> **About this exercise**
Please copy out all the data. Every detail stays the same.

The records below:

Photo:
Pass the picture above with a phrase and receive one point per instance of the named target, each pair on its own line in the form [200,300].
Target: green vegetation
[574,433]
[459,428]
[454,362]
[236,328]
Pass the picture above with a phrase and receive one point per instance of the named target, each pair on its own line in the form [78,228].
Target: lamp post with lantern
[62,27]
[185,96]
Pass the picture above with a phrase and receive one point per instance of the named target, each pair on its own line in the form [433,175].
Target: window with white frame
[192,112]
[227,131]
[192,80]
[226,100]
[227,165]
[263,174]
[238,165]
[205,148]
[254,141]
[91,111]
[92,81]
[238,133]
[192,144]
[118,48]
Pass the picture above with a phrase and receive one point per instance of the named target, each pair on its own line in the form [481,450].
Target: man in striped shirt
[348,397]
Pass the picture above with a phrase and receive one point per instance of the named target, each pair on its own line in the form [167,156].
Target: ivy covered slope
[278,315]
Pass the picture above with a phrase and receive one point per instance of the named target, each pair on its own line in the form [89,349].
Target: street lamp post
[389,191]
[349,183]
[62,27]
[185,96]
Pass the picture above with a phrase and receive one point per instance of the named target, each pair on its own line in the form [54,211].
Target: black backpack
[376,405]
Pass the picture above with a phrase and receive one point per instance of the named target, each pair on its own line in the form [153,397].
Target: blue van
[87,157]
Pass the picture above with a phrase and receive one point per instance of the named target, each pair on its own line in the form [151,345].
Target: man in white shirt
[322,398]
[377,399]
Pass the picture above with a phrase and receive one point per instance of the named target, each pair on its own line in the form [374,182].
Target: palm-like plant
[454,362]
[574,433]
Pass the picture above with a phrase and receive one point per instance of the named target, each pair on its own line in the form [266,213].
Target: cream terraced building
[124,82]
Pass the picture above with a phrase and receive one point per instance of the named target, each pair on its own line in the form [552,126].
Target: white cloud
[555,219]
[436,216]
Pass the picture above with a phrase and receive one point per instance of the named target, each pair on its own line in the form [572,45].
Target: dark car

End of The records.

> **Expected output**
Photo:
Pass the picture above with a phrase and receive one point per instance of the named target, each pair on its own line in the form [200,300].
Target: green vegetation
[574,433]
[459,428]
[454,362]
[236,328]
Pass the picture above with a phrase and receive one point per instance of the named target, each pair on its own line in the form [78,228].
Target: lamp post with lantern
[62,27]
[185,96]
Pass the picture above with a phrase and receive one point per instance of the named target, each pair on its own line in the form [433,175].
Target: window with white frame
[192,112]
[227,131]
[192,80]
[226,100]
[227,165]
[263,174]
[238,165]
[205,148]
[254,141]
[91,111]
[92,81]
[238,133]
[192,144]
[118,48]
Pass the picture above with a phrase and receive one point per instance of the named target, each pair on its own line in the form [481,450].
Target: man in striped shirt
[348,397]
Pass the picture above with a phrase and receive one point per instance of the named target, each pair on its own line in the form [167,156].
Target: ivy covered slope
[278,315]
Pass the picture above with a phrase and receive one point per instance of the named target, each pair on its own line in the form [89,349].
Target: street lamp post
[389,191]
[349,183]
[62,27]
[185,96]
Pass the picture above with a phrase and receive one point per instance of the named target, each pair on its own line in the form [54,211].
Target: black backpack
[376,405]
Pass the picture above with a phrase and receive one point per instance of the named target, each pair on its own line in the form [153,397].
Target: blue van
[87,157]
Pass the picture above with a phrase and receive one point per instance of the named target, each pair on its own line in the form [151,345].
Target: man in white shirt
[322,398]
[377,399]
Pass the picture above with a phrase and receive one point per instance of the named target, each pair on its own line in the form [374,182].
Target: palm-like plant
[454,362]
[574,433]
Pass the picture above with a phrase and receive one point per instance of the named target, each pair on its own line in the form [266,213].
Target: cream terraced building
[124,82]
Pass the picture above with a phrase and receive one point per instance of the named target, each pair on its own line in the form [552,126].
Target: white cloud
[555,219]
[436,216]
Pass the picture above with a phrase and receive one point per instance of the named target, each pair on its own line in the form [572,45].
Target: dark car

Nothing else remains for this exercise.